> **Fragmento del texto**
Confusión parecida ocurre a menudo también con las tentaciones procedentes del
mundo. Tememos un perjuicio o un descrédito humano, o esperamos algún
beneficio, y nos sentimos tentados a actuar de modo que consigamos a cualquier
precio un bien terreno o nos evitemos un mal. En estos casos, una vez que se
comienza a dar vueltas en la cabeza a lo que está bien o mal, ya no se termina
nunca. Se pueden tomar todas las decisiones que se quiera, y defenderlas con
muchas razones, pero el sentido común sencillo y recto decide la cuestión con
un golpe de vista y sin argumento alguno.

(Registros de puntos etiquetados)
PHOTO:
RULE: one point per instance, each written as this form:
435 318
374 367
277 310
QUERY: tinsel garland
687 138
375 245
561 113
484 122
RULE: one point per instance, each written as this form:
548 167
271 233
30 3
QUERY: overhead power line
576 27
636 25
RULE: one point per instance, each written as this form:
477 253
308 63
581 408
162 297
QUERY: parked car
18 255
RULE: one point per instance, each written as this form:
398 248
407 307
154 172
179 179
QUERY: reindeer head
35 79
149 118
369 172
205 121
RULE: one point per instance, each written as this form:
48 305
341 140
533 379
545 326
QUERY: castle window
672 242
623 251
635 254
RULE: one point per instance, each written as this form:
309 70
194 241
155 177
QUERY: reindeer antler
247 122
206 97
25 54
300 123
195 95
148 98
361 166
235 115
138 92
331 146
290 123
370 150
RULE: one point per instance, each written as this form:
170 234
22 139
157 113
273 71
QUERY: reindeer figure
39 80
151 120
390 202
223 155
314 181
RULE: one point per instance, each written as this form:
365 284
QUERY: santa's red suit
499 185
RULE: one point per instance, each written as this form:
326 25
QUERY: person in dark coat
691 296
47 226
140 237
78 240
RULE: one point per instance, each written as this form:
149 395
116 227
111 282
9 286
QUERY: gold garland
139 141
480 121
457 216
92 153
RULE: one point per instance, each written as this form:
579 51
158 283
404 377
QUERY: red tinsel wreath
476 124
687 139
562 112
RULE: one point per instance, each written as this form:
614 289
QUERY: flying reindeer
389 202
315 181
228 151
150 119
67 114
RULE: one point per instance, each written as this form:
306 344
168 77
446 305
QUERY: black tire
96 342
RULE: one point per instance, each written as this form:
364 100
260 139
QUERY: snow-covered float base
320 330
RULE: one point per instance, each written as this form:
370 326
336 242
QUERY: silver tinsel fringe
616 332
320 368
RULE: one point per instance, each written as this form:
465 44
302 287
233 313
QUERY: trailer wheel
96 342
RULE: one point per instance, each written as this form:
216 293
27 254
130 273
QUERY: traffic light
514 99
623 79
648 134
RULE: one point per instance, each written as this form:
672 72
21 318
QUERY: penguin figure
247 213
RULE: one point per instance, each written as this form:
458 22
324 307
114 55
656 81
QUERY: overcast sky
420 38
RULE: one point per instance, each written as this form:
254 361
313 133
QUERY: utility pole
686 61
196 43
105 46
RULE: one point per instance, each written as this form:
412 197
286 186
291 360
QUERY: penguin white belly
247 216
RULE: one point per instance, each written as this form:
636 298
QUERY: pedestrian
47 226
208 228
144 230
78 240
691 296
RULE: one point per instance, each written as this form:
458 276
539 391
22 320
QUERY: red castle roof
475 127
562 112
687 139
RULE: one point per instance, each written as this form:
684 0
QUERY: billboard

> **Acciones a realizar**
1. Cuenta las líneas de los registros que contienen la cadena "tinsel", distinguiendo mayúsculas de minúsculas. Responde solo con el número.
2. Prolonga el texto sobre las tentaciones del mundo a partir de su última frase.

> **Resultados del ejercicio**
1. 3

2.
Si no escuchamos en seguida a este consejero íntimo, su luz se desvanece de
inmediato, quedamos a merced de la mera conjetura y comenzamos a ir a tientas
con guías de segunda categoría. Nos acosan entonces falsas razones para
justificar una mentira o ceder a los deseos materiales o a una miserable
indolencia; y si no nos vencen, al menos nos confunden de tal manera que al
final no sabemos cómo actuar. Así ocurriría, por desgracia, en tiempos antiguos
que algunos cristianos, al ser llevados por sus perseguidores paganos para
sufrir castigo por ser cristianos, perdían a veces la corona del martirio “por
haber amado este mundo de ahora” (2 Tm 4, 10) y por enredarse en
una jungla de falsos argumentos.
También entran aquí las tentaciones contra la fe. Especular caprichosamente
sobre temas sagrados y bromear en torno a ellos nos turba al principio y lo
rechazamos de plano. Pero ¿dónde nos detendremos si en un mal momento damos
crédito al escepticismo, atraídos por la inteligencia o agudeza de un escritor
o conferenciante? ¿Podremos salvarnos del contagio de su incredulidad? No es de
esperar.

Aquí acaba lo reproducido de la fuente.